Copy each record below without changing a single word.
++++++++++++++++++++
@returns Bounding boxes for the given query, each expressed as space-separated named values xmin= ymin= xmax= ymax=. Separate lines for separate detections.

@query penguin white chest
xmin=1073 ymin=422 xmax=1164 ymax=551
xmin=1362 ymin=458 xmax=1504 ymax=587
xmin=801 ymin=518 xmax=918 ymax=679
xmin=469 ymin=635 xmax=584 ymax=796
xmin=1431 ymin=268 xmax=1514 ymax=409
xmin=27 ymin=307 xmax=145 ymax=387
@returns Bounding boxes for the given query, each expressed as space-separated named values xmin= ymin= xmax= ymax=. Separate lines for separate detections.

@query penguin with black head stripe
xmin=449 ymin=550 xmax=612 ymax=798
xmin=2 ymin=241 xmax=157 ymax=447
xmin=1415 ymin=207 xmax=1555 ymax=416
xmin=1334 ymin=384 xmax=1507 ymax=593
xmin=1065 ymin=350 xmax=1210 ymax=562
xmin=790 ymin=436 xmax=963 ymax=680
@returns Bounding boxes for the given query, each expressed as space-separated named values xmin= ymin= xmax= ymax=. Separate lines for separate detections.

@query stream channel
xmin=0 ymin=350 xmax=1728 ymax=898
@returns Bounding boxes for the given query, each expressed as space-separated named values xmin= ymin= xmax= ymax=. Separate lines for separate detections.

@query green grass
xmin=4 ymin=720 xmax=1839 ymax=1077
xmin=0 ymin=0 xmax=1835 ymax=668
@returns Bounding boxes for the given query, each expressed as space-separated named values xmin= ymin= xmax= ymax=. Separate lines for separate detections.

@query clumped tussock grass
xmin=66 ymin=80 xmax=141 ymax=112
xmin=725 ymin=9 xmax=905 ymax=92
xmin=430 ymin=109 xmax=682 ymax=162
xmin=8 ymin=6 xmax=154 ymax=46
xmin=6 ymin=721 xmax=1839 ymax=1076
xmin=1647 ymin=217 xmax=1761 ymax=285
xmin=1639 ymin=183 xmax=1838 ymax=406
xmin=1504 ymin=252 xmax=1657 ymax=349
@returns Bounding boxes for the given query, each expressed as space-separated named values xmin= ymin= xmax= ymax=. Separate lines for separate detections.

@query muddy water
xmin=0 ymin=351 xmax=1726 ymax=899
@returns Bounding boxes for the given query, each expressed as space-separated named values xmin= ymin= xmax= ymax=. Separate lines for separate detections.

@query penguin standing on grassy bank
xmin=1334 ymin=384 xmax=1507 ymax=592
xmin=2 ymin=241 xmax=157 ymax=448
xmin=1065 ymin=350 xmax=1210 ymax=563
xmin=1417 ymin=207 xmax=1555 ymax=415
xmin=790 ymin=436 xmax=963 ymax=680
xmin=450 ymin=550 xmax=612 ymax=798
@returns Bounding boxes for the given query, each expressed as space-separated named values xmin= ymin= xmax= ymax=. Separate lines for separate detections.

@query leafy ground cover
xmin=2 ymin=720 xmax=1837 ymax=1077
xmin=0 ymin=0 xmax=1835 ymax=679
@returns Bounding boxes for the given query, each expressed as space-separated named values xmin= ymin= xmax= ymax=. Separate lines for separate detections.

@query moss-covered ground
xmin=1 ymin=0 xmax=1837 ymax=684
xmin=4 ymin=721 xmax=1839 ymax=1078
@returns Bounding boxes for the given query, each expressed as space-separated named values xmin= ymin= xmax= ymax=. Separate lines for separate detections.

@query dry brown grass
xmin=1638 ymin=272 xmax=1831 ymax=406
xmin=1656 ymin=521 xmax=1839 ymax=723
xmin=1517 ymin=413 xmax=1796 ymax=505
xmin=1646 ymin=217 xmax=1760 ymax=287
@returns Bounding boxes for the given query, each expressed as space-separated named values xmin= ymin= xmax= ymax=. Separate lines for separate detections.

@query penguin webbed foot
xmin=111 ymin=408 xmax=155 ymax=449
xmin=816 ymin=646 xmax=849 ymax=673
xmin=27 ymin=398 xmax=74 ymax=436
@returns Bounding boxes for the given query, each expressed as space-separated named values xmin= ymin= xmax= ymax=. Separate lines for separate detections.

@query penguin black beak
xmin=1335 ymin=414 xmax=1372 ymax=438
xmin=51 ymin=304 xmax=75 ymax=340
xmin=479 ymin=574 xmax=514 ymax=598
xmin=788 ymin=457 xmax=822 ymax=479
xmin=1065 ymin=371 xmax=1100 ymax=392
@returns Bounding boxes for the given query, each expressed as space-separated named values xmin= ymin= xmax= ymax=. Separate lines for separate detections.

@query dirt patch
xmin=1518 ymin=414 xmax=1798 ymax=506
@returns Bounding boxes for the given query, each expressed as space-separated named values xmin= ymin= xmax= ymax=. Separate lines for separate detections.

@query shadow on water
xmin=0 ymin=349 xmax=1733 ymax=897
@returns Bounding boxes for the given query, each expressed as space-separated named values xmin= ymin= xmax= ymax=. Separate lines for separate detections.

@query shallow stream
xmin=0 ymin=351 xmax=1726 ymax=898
++++++++++++++++++++
- Answer:
@returns Bounding boxes for the given query, each expressed as space-separated named values xmin= ymin= xmax= ymax=. Separate lines for separate detections.

@query penguin white chest
xmin=1073 ymin=422 xmax=1164 ymax=551
xmin=1362 ymin=458 xmax=1504 ymax=587
xmin=801 ymin=518 xmax=918 ymax=679
xmin=469 ymin=635 xmax=584 ymax=796
xmin=1431 ymin=268 xmax=1514 ymax=409
xmin=27 ymin=307 xmax=145 ymax=387
@returns Bounding boxes for the given query, each expressed as space-separated named values xmin= ymin= xmax= ymax=. Separate lines for separate detections.

@query penguin with black head stripe
xmin=449 ymin=550 xmax=612 ymax=798
xmin=2 ymin=241 xmax=157 ymax=447
xmin=1415 ymin=207 xmax=1555 ymax=416
xmin=1334 ymin=384 xmax=1507 ymax=593
xmin=1065 ymin=350 xmax=1210 ymax=562
xmin=790 ymin=436 xmax=963 ymax=680
@returns Bounding boxes for the given query, each expressed as space-separated named values xmin= ymin= xmax= ymax=. Separate lines for separate detections.

@query stream channel
xmin=0 ymin=350 xmax=1728 ymax=898
@returns Bounding boxes for the given query, each expressed as space-separated named values xmin= ymin= xmax= ymax=. Separate lines for separate detections.

@query green grass
xmin=4 ymin=720 xmax=1839 ymax=1077
xmin=0 ymin=0 xmax=1835 ymax=668
@returns Bounding boxes for the given query, each expressed as space-separated named values xmin= ymin= xmax= ymax=. Separate lines for separate detections.

@query clumped tussock grass
xmin=66 ymin=80 xmax=141 ymax=112
xmin=725 ymin=9 xmax=905 ymax=92
xmin=430 ymin=109 xmax=682 ymax=162
xmin=8 ymin=6 xmax=154 ymax=46
xmin=6 ymin=721 xmax=1839 ymax=1076
xmin=1647 ymin=217 xmax=1761 ymax=285
xmin=1639 ymin=183 xmax=1838 ymax=406
xmin=1504 ymin=252 xmax=1657 ymax=349
@returns Bounding boxes for the given query, each expressed as space-separated named values xmin= ymin= xmax= ymax=. Separate lines for separate detections.

@query muddy water
xmin=0 ymin=351 xmax=1726 ymax=899
@returns Bounding boxes for the given query, each expressed as space-separated named values xmin= ymin= xmax= ymax=. Separate lines for separate detections.

@query penguin standing on grassy bank
xmin=1334 ymin=384 xmax=1507 ymax=592
xmin=2 ymin=241 xmax=157 ymax=448
xmin=1065 ymin=350 xmax=1210 ymax=563
xmin=1417 ymin=207 xmax=1555 ymax=415
xmin=790 ymin=436 xmax=963 ymax=680
xmin=450 ymin=550 xmax=612 ymax=798
@returns Bounding boxes for the given query, each expressed as space-separated named values xmin= ymin= xmax= ymax=. Separate lines for separate detections.

@query leafy ground cover
xmin=2 ymin=720 xmax=1837 ymax=1077
xmin=0 ymin=0 xmax=1835 ymax=679
@returns Bounding boxes for the given query, each expressed as space-separated named values xmin= ymin= xmax= ymax=. Separate lines for separate detections.

@query moss-covered ground
xmin=1 ymin=0 xmax=1837 ymax=684
xmin=4 ymin=721 xmax=1839 ymax=1078
@returns Bounding boxes for the given query, each expressed as space-separated named values xmin= ymin= xmax= ymax=. Separate lines for separate detections.

@query dry brown grass
xmin=1638 ymin=272 xmax=1831 ymax=406
xmin=1656 ymin=521 xmax=1839 ymax=723
xmin=1517 ymin=413 xmax=1796 ymax=505
xmin=1646 ymin=217 xmax=1760 ymax=287
@returns Bounding boxes for the given query, each expressed as space-separated named values xmin= ymin= xmax= ymax=. Separate lines for separate detections.

@query penguin webbed foot
xmin=111 ymin=408 xmax=155 ymax=449
xmin=816 ymin=646 xmax=849 ymax=673
xmin=27 ymin=398 xmax=74 ymax=436
@returns Bounding boxes for the given query, each expressed as space-separated named values xmin= ymin= xmax= ymax=. Separate lines for separate detections.

@query penguin black beak
xmin=1335 ymin=414 xmax=1372 ymax=438
xmin=51 ymin=304 xmax=75 ymax=340
xmin=479 ymin=574 xmax=514 ymax=598
xmin=788 ymin=457 xmax=822 ymax=479
xmin=1065 ymin=371 xmax=1100 ymax=392
@returns Bounding boxes for the given query, each expressed as space-separated named values xmin= ymin= xmax= ymax=. Separate lines for separate detections.

@query dirt patch
xmin=1518 ymin=414 xmax=1798 ymax=506
@returns Bounding boxes for the given query, each expressed as space-separated named values xmin= ymin= xmax= ymax=. Separate lines for separate detections.

@query shadow on water
xmin=0 ymin=349 xmax=1733 ymax=897
@returns Bounding boxes for the given query, each expressed as space-separated named values xmin= ymin= xmax= ymax=. Separate lines for separate detections.

@query shallow stream
xmin=0 ymin=351 xmax=1726 ymax=898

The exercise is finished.